TE DOEN: Welke regels in het materiaal hieronder bevatten het woord "grassy"? Verzamel ze en neem ze ongewijzigd over.

OEFENMATERIAAL:
·····

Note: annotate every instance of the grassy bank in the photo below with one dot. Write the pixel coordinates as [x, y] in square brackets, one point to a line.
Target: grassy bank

·····

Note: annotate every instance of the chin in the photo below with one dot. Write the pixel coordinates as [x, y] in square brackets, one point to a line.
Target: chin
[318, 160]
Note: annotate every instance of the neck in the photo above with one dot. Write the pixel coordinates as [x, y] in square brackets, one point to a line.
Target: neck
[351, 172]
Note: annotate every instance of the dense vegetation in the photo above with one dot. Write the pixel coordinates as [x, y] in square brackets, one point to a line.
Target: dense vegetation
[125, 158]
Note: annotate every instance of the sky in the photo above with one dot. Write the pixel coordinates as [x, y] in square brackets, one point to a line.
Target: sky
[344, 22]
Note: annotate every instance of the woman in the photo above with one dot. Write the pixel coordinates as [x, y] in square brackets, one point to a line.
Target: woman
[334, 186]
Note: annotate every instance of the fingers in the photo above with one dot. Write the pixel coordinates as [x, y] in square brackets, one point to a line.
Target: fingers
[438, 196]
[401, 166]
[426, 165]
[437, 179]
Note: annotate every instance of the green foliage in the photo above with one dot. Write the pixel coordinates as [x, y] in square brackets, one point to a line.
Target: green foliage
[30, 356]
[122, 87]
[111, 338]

·····

OPLOSSING:
Note: annotate every instance of the grassy bank in the photo below with one dot. Write the pixel coordinates as [x, y] in square brackets, one point to a line.
Target: grassy bank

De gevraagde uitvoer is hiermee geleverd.